Task details
Reproduce the records below verbatim, starting at the line containing "Definition first: for each instance of the scaffolding, the" and ending at the line containing "[[710, 481]]", with both of those lines included.

Labeled-object pointing records

----------------------------------------

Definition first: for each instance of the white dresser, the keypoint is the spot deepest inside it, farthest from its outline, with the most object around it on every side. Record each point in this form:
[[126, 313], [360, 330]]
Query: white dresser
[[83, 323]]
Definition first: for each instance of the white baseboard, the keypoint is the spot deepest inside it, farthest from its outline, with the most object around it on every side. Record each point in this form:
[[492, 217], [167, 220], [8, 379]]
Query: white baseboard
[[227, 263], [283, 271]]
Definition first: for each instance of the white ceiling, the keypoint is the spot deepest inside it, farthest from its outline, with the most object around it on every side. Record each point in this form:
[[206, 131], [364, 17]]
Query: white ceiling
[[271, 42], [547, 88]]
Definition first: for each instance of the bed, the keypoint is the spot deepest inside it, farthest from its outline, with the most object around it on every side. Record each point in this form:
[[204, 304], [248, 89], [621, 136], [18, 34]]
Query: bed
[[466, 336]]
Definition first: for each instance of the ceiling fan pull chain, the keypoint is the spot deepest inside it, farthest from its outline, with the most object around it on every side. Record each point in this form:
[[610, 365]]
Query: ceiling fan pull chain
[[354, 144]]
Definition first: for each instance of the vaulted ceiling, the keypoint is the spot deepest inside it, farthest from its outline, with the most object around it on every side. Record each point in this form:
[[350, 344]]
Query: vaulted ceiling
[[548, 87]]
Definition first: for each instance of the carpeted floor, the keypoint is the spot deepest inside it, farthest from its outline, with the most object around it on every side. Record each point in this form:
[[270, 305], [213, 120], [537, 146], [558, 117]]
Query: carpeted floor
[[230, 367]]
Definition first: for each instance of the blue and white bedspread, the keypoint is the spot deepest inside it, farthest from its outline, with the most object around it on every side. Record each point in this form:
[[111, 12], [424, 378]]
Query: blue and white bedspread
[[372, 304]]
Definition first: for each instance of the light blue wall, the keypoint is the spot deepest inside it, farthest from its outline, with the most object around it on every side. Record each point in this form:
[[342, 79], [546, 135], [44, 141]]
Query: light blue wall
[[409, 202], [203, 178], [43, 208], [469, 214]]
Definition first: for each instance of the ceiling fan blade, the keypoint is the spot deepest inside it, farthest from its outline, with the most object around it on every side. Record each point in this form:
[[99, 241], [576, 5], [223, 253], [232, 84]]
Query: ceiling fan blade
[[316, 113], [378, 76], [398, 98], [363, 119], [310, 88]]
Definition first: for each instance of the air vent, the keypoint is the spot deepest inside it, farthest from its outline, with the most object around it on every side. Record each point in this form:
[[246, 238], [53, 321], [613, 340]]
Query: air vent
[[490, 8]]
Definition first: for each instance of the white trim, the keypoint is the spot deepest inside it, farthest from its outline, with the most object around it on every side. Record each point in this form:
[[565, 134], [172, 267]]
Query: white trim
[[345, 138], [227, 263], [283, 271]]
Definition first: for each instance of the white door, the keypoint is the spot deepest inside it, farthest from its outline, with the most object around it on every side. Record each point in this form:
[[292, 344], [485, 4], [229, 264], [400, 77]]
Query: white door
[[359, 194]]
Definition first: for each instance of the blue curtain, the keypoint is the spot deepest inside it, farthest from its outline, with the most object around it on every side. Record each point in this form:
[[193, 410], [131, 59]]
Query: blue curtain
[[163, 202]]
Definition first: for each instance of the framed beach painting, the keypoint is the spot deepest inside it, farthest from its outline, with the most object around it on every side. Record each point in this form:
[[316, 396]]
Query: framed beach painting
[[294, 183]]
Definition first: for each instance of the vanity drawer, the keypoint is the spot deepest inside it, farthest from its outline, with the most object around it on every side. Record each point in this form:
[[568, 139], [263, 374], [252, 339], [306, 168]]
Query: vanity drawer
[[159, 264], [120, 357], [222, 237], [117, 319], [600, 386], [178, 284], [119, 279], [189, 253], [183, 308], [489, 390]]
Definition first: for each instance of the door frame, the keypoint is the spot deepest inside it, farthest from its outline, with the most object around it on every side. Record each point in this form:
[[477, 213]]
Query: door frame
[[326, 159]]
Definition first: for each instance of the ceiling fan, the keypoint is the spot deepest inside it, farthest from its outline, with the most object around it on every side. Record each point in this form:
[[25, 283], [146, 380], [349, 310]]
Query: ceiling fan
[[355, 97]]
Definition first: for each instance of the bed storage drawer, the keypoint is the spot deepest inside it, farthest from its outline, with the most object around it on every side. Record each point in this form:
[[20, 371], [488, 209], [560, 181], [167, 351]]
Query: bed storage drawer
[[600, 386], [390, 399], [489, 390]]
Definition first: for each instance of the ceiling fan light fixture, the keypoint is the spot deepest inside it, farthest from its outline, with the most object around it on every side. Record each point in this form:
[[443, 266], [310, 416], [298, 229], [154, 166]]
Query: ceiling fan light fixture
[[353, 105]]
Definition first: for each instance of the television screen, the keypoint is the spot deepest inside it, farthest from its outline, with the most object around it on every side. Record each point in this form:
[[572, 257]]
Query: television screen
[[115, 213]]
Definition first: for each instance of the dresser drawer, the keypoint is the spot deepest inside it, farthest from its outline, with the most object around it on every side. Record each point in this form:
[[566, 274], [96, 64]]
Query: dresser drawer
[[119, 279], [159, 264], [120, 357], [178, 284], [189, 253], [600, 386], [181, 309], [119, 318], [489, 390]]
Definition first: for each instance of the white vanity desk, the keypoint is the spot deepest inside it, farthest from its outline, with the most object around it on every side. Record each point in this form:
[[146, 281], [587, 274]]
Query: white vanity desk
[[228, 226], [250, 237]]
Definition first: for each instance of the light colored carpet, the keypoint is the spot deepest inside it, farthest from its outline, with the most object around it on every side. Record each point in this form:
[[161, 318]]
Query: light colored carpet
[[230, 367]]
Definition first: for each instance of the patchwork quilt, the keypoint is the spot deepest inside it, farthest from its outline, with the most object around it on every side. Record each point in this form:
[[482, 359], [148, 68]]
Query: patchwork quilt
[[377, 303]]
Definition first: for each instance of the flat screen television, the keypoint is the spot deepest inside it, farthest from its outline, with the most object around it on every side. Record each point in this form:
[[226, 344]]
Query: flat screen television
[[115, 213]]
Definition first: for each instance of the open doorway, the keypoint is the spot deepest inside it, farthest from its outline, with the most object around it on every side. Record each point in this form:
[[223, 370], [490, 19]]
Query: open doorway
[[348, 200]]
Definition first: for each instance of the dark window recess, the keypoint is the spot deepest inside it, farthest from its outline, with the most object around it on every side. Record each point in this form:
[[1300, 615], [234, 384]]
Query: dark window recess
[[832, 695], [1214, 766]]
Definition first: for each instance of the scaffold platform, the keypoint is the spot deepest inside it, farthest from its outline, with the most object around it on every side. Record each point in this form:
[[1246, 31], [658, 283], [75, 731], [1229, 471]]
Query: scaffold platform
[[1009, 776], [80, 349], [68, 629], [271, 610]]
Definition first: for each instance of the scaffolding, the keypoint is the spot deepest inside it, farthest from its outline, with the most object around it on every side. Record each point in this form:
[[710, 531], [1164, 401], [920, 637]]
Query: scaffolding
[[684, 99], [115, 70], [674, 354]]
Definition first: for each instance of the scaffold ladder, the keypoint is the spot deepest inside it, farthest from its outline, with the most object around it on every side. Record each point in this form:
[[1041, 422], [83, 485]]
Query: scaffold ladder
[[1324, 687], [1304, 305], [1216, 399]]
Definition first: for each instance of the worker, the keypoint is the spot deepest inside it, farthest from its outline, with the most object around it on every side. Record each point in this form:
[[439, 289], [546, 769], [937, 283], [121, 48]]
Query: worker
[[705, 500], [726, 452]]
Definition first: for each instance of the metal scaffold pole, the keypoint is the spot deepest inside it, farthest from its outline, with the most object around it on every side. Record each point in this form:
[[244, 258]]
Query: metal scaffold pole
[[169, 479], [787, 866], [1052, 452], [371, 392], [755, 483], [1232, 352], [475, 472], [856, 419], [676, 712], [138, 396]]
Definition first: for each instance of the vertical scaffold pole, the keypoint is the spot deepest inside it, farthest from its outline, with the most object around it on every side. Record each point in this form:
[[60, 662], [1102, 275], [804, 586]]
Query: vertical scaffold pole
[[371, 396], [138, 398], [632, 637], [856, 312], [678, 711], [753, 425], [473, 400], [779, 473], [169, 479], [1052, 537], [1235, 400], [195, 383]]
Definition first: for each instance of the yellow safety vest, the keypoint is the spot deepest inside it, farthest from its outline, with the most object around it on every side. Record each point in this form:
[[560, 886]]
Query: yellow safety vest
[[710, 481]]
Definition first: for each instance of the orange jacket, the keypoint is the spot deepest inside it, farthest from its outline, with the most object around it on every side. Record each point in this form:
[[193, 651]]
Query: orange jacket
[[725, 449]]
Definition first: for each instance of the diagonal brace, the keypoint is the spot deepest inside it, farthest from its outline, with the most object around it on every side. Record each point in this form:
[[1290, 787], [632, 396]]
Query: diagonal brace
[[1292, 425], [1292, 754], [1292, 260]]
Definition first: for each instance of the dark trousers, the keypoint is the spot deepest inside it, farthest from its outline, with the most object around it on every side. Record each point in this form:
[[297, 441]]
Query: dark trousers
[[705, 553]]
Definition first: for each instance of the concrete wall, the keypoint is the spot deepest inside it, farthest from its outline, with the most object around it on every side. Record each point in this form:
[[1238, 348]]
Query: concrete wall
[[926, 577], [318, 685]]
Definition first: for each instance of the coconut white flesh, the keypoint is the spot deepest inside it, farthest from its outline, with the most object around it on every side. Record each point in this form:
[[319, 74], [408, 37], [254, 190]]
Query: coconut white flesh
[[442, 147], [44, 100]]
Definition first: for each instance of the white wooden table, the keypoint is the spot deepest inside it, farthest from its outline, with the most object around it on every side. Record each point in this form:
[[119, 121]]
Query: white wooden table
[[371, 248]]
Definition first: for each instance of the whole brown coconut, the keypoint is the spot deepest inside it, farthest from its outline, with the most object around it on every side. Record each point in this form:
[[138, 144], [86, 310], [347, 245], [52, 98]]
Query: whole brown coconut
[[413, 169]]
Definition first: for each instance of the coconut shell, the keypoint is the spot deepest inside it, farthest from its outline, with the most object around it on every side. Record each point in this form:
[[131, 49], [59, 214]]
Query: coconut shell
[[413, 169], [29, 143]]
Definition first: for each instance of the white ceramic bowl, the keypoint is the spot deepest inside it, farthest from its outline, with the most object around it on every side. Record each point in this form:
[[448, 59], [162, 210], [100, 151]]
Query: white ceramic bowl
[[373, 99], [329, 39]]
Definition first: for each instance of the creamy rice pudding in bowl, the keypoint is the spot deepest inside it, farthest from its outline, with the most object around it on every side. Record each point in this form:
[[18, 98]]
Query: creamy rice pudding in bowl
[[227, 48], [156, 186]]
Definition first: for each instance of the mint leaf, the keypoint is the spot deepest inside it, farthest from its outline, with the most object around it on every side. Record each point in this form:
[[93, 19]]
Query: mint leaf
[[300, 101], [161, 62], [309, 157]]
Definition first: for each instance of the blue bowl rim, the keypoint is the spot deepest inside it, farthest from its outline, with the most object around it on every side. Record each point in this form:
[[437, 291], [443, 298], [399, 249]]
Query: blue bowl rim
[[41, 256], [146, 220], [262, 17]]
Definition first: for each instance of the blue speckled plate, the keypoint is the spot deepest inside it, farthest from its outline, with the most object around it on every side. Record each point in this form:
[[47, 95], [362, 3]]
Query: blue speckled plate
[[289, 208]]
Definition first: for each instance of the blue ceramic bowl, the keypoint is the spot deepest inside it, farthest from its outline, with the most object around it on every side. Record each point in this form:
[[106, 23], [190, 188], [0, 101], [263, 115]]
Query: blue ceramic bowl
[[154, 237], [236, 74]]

----------------------------------------

Written solution
Definition first: for each instance of the scaffolding, the keypoint is the spot deepest inside it, farthest from its outline, with the most object around it on every side. Record each point in this form:
[[710, 531], [1164, 401], [920, 637]]
Query: scaffolding
[[684, 99], [115, 70], [674, 354]]
Definition first: for each instance of the scaffold ladder, the keypoint is the spot deepest inside it, farthest from its outline, with the most object around it on every side. Record each point in this form:
[[1041, 422], [83, 485]]
Query: scaffold ladder
[[1324, 687], [1304, 305], [1216, 399]]
Definition first: for each instance of the worker, the keypoint is the spot deepest inside it, farthest from its outline, with the most object around it on every side. Record each point in this form:
[[439, 289], [546, 769], [937, 283], [121, 48]]
Query: worker
[[705, 500], [726, 452]]
Definition first: for each instance of the metal scaffold pole, the keypoint is the spot deepest inside it, farthest from its outline, with the most object around it on every side. Record each point in this form:
[[244, 258]]
Query: metal scaffold pole
[[169, 479], [787, 866], [1052, 452], [371, 392], [755, 483], [1232, 352], [475, 472], [856, 419], [676, 712], [138, 396]]
Definition first: for each instance of the vertical scaffold pole, the keypoint is the spot deepest inside it, farthest from its outline, with the most object around it on every side. Record each point in this form:
[[60, 662], [1102, 275], [804, 586]]
Query: vertical scaffold pole
[[371, 396], [138, 398], [632, 637], [856, 312], [678, 711], [753, 425], [473, 400], [779, 473], [169, 479], [1052, 537], [1235, 400], [195, 383]]
Definition first: for each instance of the yellow safety vest, the keypoint is the spot deepest inside it, farthest from its outline, with the most object around it on every side. Record each point in this form:
[[560, 886]]
Query: yellow safety vest
[[710, 481]]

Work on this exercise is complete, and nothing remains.